**Assignment**. Return exactly the lines that run from the one with "Annotation task: mark the crane's outstretched" to the last line of the entries below, both included, and nothing else.

(Records contained in a dataset)
#####

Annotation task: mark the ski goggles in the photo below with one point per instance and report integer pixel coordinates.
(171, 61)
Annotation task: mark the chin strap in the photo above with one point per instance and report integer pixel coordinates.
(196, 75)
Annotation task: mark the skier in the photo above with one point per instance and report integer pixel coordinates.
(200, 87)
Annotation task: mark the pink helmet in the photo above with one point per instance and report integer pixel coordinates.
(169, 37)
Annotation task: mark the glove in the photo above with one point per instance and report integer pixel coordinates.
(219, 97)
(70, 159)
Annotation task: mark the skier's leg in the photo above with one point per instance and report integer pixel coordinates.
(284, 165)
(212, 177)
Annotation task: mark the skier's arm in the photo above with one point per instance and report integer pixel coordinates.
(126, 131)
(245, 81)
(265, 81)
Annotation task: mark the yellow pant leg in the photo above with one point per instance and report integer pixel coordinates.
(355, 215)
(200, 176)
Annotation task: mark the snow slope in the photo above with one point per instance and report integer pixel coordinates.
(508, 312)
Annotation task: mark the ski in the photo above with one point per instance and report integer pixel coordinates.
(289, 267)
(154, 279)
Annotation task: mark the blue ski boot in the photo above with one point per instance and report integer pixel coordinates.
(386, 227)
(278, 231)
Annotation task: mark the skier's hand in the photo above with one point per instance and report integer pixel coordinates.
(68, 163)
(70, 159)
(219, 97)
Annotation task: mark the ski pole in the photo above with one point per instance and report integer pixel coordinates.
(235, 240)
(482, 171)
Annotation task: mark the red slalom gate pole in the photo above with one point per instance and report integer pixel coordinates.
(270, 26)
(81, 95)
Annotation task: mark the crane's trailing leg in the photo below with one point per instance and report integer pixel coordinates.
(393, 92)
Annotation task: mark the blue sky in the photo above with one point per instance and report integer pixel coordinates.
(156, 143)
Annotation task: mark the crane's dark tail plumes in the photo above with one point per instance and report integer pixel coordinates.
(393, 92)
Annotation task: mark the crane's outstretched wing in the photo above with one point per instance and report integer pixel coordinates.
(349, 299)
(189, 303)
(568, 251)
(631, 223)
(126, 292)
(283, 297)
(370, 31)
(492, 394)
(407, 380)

#####

**Your response**.
Annotation task: mark the crane's outstretched wing in the photo above with one point per instance and report integer pixel coordinates.
(349, 299)
(189, 303)
(568, 251)
(631, 223)
(126, 292)
(283, 297)
(370, 31)
(492, 394)
(407, 380)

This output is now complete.